> YOUR GOAL: Render every line of the items below as a Markdown table with the columns "No." and "Text", numbering each row and leaving out blank lines.

> WORKING DATA:
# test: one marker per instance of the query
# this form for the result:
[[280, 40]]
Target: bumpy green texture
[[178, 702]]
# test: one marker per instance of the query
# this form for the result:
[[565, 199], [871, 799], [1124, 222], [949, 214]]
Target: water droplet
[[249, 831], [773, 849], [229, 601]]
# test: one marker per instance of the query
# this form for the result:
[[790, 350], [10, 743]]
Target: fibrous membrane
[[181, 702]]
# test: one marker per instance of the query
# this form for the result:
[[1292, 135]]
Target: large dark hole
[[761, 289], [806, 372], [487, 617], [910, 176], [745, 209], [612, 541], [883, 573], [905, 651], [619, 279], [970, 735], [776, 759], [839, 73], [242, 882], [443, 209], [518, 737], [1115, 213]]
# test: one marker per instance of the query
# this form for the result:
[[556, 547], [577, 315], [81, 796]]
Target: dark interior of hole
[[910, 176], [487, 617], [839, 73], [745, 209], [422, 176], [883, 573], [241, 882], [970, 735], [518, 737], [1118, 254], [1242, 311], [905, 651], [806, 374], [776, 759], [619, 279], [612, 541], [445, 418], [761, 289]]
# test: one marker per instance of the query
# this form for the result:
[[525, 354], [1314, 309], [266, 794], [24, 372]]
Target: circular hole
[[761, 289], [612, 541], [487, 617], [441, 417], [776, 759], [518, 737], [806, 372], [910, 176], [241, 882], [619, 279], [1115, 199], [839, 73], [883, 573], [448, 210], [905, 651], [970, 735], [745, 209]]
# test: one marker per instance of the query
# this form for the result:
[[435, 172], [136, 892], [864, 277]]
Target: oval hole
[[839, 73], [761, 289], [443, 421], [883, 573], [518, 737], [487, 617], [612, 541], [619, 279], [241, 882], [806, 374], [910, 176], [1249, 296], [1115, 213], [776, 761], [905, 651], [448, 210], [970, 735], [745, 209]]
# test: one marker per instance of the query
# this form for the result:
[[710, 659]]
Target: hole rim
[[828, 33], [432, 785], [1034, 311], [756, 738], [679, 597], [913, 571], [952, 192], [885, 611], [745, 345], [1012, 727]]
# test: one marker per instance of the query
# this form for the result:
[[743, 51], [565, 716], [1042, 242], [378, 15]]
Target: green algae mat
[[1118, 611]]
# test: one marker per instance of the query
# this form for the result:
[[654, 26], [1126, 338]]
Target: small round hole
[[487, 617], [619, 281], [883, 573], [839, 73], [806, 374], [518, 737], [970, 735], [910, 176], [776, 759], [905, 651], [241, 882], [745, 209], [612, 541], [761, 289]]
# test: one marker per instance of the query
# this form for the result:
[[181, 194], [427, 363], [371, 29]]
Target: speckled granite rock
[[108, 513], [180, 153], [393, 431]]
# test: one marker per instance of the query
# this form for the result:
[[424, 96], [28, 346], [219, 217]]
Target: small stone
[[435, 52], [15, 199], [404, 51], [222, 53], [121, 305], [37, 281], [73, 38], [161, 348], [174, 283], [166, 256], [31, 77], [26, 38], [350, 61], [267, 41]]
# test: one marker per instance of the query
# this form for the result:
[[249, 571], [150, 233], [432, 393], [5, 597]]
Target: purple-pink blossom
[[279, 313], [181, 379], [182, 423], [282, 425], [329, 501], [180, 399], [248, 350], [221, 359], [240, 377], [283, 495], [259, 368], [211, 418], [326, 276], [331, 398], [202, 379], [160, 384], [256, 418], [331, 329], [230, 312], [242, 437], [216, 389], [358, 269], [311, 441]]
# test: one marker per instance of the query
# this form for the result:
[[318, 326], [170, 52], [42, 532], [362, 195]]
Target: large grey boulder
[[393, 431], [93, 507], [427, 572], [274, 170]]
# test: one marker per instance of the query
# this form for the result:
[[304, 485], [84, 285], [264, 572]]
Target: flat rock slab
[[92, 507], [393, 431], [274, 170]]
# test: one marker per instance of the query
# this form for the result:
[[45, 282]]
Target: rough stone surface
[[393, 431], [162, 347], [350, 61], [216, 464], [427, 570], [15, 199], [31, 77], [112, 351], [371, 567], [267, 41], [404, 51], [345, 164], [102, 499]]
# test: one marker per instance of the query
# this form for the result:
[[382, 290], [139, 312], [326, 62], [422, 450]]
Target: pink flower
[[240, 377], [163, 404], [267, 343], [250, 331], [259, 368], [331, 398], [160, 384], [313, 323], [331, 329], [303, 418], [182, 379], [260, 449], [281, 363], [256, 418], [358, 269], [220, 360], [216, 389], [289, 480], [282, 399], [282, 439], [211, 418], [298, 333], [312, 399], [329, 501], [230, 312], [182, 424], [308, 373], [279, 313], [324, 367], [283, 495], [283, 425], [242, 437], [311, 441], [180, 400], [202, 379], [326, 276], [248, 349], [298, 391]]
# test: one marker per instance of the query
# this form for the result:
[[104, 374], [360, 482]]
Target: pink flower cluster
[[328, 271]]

> FINAL RESULT:
| No. | Text |
|---|---|
| 1 | # test: one marker per instance of the query |
| 2 | # this form for the result: |
| 3 | [[280, 40]] |
| 4 | Target: bumpy green texture |
| 5 | [[178, 702]] |
| 6 | # test: one marker per instance of the query |
| 7 | # this form for the result: |
| 8 | [[565, 199], [871, 799], [1124, 222], [949, 214]] |
| 9 | Target: water droplet |
| 10 | [[249, 831], [773, 849], [229, 601]] |
| 11 | # test: one marker per instance of the query |
| 12 | # this form for the result: |
| 13 | [[790, 350], [10, 743]] |
| 14 | Target: fibrous membrane |
| 15 | [[181, 702]] |
| 16 | # test: one marker per instance of the query |
| 17 | # this form for the result: |
| 18 | [[1292, 135]] |
| 19 | Target: large dark hole |
| 20 | [[761, 289], [806, 372], [487, 617], [910, 176], [745, 209], [612, 541], [883, 573], [905, 651], [619, 279], [970, 735], [776, 759], [839, 73], [242, 882], [443, 209], [518, 737], [1115, 213]] |
| 21 | # test: one marker per instance of the query |
| 22 | # this form for the result: |
| 23 | [[556, 547], [577, 315], [81, 796]] |
| 24 | Target: dark interior of hole |
| 25 | [[910, 176], [487, 617], [839, 73], [745, 209], [422, 176], [883, 573], [241, 882], [970, 735], [518, 737], [1118, 254], [1242, 311], [905, 651], [806, 374], [776, 759], [619, 279], [612, 541], [445, 418], [761, 289]] |
| 26 | # test: one marker per instance of the query |
| 27 | # this form for the result: |
| 28 | [[525, 354], [1314, 309], [266, 794], [24, 372]] |
| 29 | Target: circular hole |
| 30 | [[761, 289], [612, 541], [487, 617], [441, 417], [776, 759], [518, 737], [806, 372], [910, 176], [241, 882], [619, 279], [1115, 199], [839, 73], [883, 573], [448, 210], [905, 651], [970, 735], [745, 209]] |
| 31 | # test: one marker per instance of the query |
| 32 | # this form for the result: |
| 33 | [[435, 172], [136, 892], [864, 277]] |
| 34 | Target: oval hole |
| 35 | [[839, 73], [761, 289], [443, 421], [883, 573], [518, 737], [487, 617], [612, 541], [619, 279], [241, 882], [806, 374], [910, 176], [1249, 296], [1115, 213], [776, 761], [905, 651], [448, 210], [970, 735], [745, 209]] |
| 36 | # test: one marker per instance of the query |
| 37 | # this form for the result: |
| 38 | [[710, 659]] |
| 39 | Target: hole rim |
| 40 | [[828, 33], [432, 785], [1034, 311], [756, 738], [679, 597], [913, 571], [952, 192], [885, 611], [745, 345], [1012, 727]] |
| 41 | # test: one marker per instance of the query |
| 42 | # this form for the result: |
| 43 | [[743, 51], [565, 716], [1042, 242], [378, 15]] |
| 44 | Target: green algae mat |
| 45 | [[1118, 611]] |
| 46 | # test: one marker per instance of the query |
| 47 | # this form for the result: |
| 48 | [[654, 26], [1126, 338]] |
| 49 | Target: small round hole |
| 50 | [[487, 617], [619, 281], [883, 573], [839, 73], [806, 374], [518, 737], [970, 735], [910, 176], [776, 759], [905, 651], [241, 882], [745, 209], [612, 541], [761, 289]] |
| 51 | # test: one marker per instance of the query |
| 52 | # this form for the result: |
| 53 | [[181, 194], [427, 363], [371, 29]] |
| 54 | Target: speckled granite rock |
| 55 | [[108, 513], [180, 153], [393, 431]] |
| 56 | # test: one marker per instance of the query |
| 57 | # this form for the result: |
| 58 | [[424, 96], [28, 346], [219, 217]] |
| 59 | Target: small stone |
| 60 | [[435, 52], [15, 199], [404, 51], [222, 53], [121, 305], [37, 281], [73, 38], [161, 348], [174, 283], [166, 256], [31, 77], [26, 38], [350, 61], [267, 41]] |
| 61 | # test: one marker per instance of the query |
| 62 | # this form for the result: |
| 63 | [[249, 571], [150, 233], [432, 393], [5, 597]] |
| 64 | Target: purple-pink blossom |
| 65 | [[279, 313], [181, 379], [182, 423], [282, 425], [329, 501], [180, 399], [248, 350], [221, 359], [240, 377], [283, 495], [259, 368], [211, 418], [326, 276], [331, 398], [202, 379], [160, 384], [256, 418], [331, 329], [230, 312], [242, 437], [216, 389], [358, 269], [311, 441]] |
| 66 | # test: one marker per instance of the query |
| 67 | # this form for the result: |
| 68 | [[318, 326], [170, 52], [42, 532], [362, 195]] |
| 69 | Target: large grey boulder |
| 70 | [[393, 431], [93, 507], [427, 572], [274, 170]] |
| 71 | # test: one marker per instance of the query |
| 72 | # this form for the result: |
| 73 | [[304, 485], [84, 285], [264, 572]] |
| 74 | Target: flat rock slab |
| 75 | [[92, 507], [393, 431], [274, 170]] |
| 76 | # test: one marker per instance of the query |
| 77 | # this form for the result: |
| 78 | [[45, 282]] |
| 79 | Target: rough stone surface |
| 80 | [[393, 431], [162, 347], [350, 61], [216, 464], [427, 570], [15, 199], [31, 77], [112, 351], [371, 567], [267, 41], [404, 51], [345, 164], [102, 499]] |
| 81 | # test: one marker per instance of the query |
| 82 | # this form for the result: |
| 83 | [[382, 290], [139, 312], [326, 62], [422, 450]] |
| 84 | Target: pink flower |
| 85 | [[240, 377], [163, 404], [267, 343], [250, 331], [259, 368], [331, 398], [160, 384], [313, 323], [331, 329], [303, 418], [182, 379], [260, 449], [281, 363], [256, 418], [358, 269], [220, 360], [216, 389], [289, 480], [282, 399], [282, 439], [211, 418], [298, 333], [312, 399], [329, 501], [230, 312], [182, 424], [308, 373], [279, 313], [324, 367], [283, 495], [283, 425], [242, 437], [311, 441], [180, 400], [202, 379], [326, 276], [248, 349], [298, 391]] |
| 86 | # test: one marker per instance of the query |
| 87 | # this form for the result: |
| 88 | [[104, 374], [360, 482]] |
| 89 | Target: pink flower cluster |
| 90 | [[328, 271]] |